Selection:
-=-=-=-=-
[whatwg] Drag-and-drop folders/files support with directory structure using DirectoryEntry

Thu Nov 17 14:33:50 PST 2011

On Wed, Nov 16, 2011 at 15:59, Eric U <ericu at google.com> wrote:

> On Wed, Nov 16, 2011 at 3:55 PM, Daniel Cheng <dcheng at chromium.org> wrote:
> > Let's say I drag my pictures directory to a web app uploader. If this
> > uploader passes the DirectoryEntry to my pictures directory to a worker,
> > will it be able to read files I create a long time after the original
> drag?
> > It sounds like the approach being advocated would allow that type of
> attack.
>
> I think it's a bit of an exaggeration to call that an "attack", but
> yes, we'll have to make sure we set expectations appropriately.
>

What do you mean by set expectations?
-=-=-=-=-
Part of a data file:
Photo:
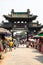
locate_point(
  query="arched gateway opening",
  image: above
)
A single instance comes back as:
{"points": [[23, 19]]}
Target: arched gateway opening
{"points": [[21, 21]]}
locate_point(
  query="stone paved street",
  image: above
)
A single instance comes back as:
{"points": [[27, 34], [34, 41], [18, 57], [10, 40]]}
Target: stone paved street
{"points": [[22, 56]]}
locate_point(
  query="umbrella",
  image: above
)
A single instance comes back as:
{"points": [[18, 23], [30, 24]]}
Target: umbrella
{"points": [[32, 40], [36, 36], [4, 32]]}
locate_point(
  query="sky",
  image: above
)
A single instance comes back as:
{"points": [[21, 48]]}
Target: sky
{"points": [[35, 6]]}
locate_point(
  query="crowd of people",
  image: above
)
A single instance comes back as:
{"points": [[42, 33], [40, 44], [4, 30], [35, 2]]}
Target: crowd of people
{"points": [[5, 44], [9, 44]]}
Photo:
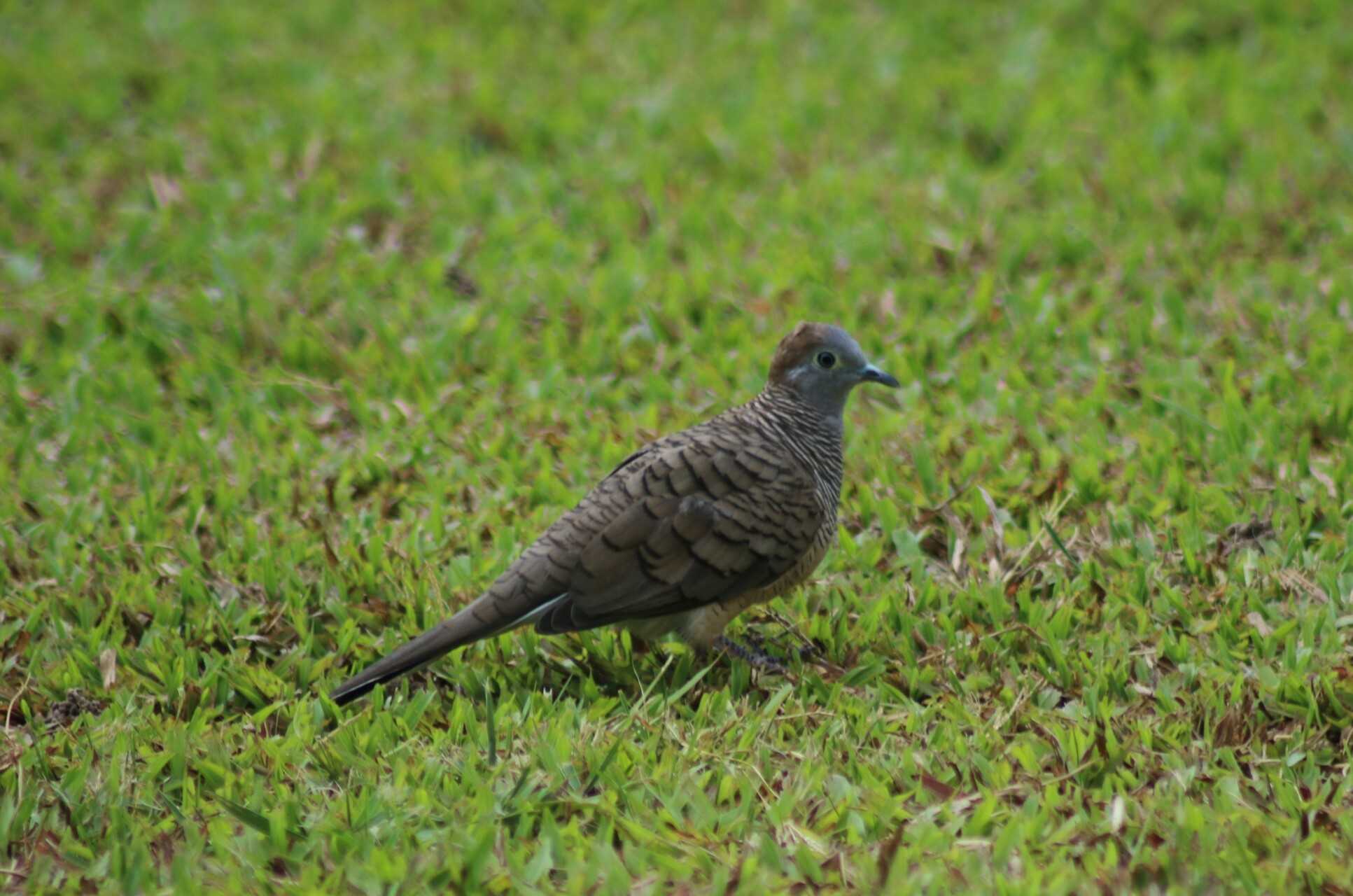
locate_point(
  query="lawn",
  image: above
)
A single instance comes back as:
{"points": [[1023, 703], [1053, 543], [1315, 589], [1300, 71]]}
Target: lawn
{"points": [[313, 316]]}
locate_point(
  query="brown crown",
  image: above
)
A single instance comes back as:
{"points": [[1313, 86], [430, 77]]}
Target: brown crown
{"points": [[794, 348]]}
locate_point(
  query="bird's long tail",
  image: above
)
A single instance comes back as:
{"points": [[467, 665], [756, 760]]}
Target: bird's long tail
{"points": [[458, 631]]}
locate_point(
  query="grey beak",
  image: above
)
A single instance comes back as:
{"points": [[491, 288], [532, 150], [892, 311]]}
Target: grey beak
{"points": [[873, 375]]}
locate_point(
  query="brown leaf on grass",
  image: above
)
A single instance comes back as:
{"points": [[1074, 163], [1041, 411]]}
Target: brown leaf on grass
{"points": [[937, 787], [76, 704], [1257, 622], [1056, 485], [108, 668], [1324, 478], [165, 190], [1295, 582]]}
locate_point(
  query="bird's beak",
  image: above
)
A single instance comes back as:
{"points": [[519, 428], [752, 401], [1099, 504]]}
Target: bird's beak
{"points": [[873, 375]]}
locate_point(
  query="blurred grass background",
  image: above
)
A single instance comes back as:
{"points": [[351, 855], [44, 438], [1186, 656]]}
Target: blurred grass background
{"points": [[313, 316]]}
-=-=-=-=-
Exercise description: Translate into Spanish this sentence from the drag-and-drop thread above: "What do you mean by set expectations?"

Solution below: ¿Qué quieres decir con establecer expectativas?